*WHAT THE TASK ASKS*. Please repeat the data below word for word, keeping every line and every character unchanged.

******

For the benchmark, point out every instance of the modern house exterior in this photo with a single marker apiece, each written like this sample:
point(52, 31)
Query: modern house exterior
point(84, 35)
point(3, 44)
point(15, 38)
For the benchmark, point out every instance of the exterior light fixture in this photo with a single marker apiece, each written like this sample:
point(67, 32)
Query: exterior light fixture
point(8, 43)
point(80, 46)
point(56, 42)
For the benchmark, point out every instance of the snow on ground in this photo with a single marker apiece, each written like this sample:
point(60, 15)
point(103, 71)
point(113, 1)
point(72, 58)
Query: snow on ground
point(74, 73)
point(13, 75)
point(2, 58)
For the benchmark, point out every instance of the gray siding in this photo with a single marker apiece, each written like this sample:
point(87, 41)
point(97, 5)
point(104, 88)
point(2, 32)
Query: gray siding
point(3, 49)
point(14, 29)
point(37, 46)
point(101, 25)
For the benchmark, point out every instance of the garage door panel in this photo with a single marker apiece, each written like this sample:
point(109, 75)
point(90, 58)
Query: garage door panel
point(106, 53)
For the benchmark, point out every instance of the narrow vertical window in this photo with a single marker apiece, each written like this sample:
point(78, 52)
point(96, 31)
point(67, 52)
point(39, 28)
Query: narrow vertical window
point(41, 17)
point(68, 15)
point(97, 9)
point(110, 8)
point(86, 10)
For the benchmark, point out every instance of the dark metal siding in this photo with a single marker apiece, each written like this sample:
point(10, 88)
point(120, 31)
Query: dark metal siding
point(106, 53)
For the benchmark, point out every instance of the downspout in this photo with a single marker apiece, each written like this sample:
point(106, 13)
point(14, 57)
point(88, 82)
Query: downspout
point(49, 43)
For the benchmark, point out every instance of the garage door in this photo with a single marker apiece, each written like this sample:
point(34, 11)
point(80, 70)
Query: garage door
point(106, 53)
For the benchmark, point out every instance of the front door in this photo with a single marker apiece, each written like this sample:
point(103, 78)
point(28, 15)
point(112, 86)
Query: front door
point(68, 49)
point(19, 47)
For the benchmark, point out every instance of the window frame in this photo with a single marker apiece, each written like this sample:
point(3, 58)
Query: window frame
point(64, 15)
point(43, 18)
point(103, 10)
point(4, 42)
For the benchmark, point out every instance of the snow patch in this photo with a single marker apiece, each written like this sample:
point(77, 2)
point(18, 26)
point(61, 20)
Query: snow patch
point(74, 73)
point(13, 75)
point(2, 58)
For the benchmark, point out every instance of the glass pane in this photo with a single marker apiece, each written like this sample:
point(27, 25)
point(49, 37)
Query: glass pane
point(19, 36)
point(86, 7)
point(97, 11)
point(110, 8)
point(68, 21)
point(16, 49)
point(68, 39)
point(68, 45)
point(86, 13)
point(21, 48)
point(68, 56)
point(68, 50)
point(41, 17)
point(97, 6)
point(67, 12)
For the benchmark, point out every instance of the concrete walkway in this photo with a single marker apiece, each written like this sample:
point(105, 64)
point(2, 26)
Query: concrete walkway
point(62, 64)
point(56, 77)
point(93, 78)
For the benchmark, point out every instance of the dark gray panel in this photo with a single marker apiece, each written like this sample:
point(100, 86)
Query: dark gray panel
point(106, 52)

******

*COMPLETE RESPONSE*.
For the benchmark, point out every instance of the modern house exterior in this photo with a single marker apiece, each written like this sample:
point(52, 31)
Query: modern house exterior
point(84, 35)
point(3, 44)
point(15, 38)
For the benchmark, point out every instance of the exterior light fixture in this photo with a single marker apiece, each written like this sample:
point(67, 32)
Query: exterior light fixture
point(8, 43)
point(80, 46)
point(56, 42)
For the benchmark, point out every instance of the snow on ground in this photo with a single marker apiece, each written like this sample:
point(60, 15)
point(103, 71)
point(113, 1)
point(72, 58)
Query: snow on ground
point(74, 73)
point(13, 75)
point(2, 58)
For the benchmark, point out every instance of the gray siding in this photo with a single marker apiece, each written like this sample:
point(87, 41)
point(97, 5)
point(104, 88)
point(2, 32)
Query: gray siding
point(3, 49)
point(14, 29)
point(37, 46)
point(101, 25)
For the benchmark, point out every instance of the garage door panel in this photo with a single marker apiece, each written like this sample:
point(109, 75)
point(90, 58)
Query: garage door panel
point(106, 53)
For the benchmark, point out every instance of the narrow vertical window in this photo with a single marker apiece, each written like this sample:
point(78, 52)
point(96, 31)
point(67, 52)
point(39, 28)
Query: narrow vertical window
point(41, 17)
point(68, 15)
point(97, 9)
point(110, 8)
point(86, 10)
For the benchmark, point out every instance of the dark metal siding in this photo with a single marker apiece, each written like this sample:
point(10, 88)
point(120, 31)
Query: dark metal siding
point(106, 53)
For the benchmark, point out every instance of the downspout in this photo with a single marker apiece, each written like this sample:
point(106, 13)
point(14, 57)
point(88, 82)
Query: downspout
point(49, 43)
For the benchmark, point out every instance of the garage door in this photo with a single marker apiece, each written like this sample:
point(34, 11)
point(80, 70)
Query: garage door
point(106, 53)
For the benchmark, point out every instance of the front door in this photo with a single marker apiece, each written like this sample:
point(103, 78)
point(28, 15)
point(112, 86)
Query: front door
point(68, 49)
point(19, 47)
For the benchmark, point out every instance of the window frame in this photo with a single marker apiece, each written like this sample:
point(3, 58)
Query: window frame
point(64, 15)
point(43, 18)
point(103, 10)
point(4, 42)
For the benchmark, point out every instance of the snow patch in this photo with a single marker apiece, each written like this sample:
point(77, 2)
point(18, 26)
point(61, 20)
Query: snow patch
point(74, 73)
point(13, 75)
point(2, 58)
For the benchmark, point out every instance of the glass pane in this photo with a single marker apiece, each written like this sample:
point(27, 25)
point(49, 37)
Query: glass pane
point(19, 36)
point(86, 7)
point(97, 11)
point(110, 8)
point(68, 21)
point(16, 49)
point(68, 39)
point(68, 45)
point(86, 13)
point(21, 48)
point(68, 56)
point(68, 50)
point(41, 17)
point(97, 6)
point(67, 12)
For the benchmark, point out every instance of the concrete walkway in this photo with a single marker apiece, each written like this sample:
point(105, 64)
point(2, 26)
Query: concrete walkway
point(62, 64)
point(56, 77)
point(93, 78)
For the benchmark, point out every instance of the dark gray panel in this photo with a single marker apiece, each written like this sample:
point(100, 86)
Query: dark gray panel
point(106, 52)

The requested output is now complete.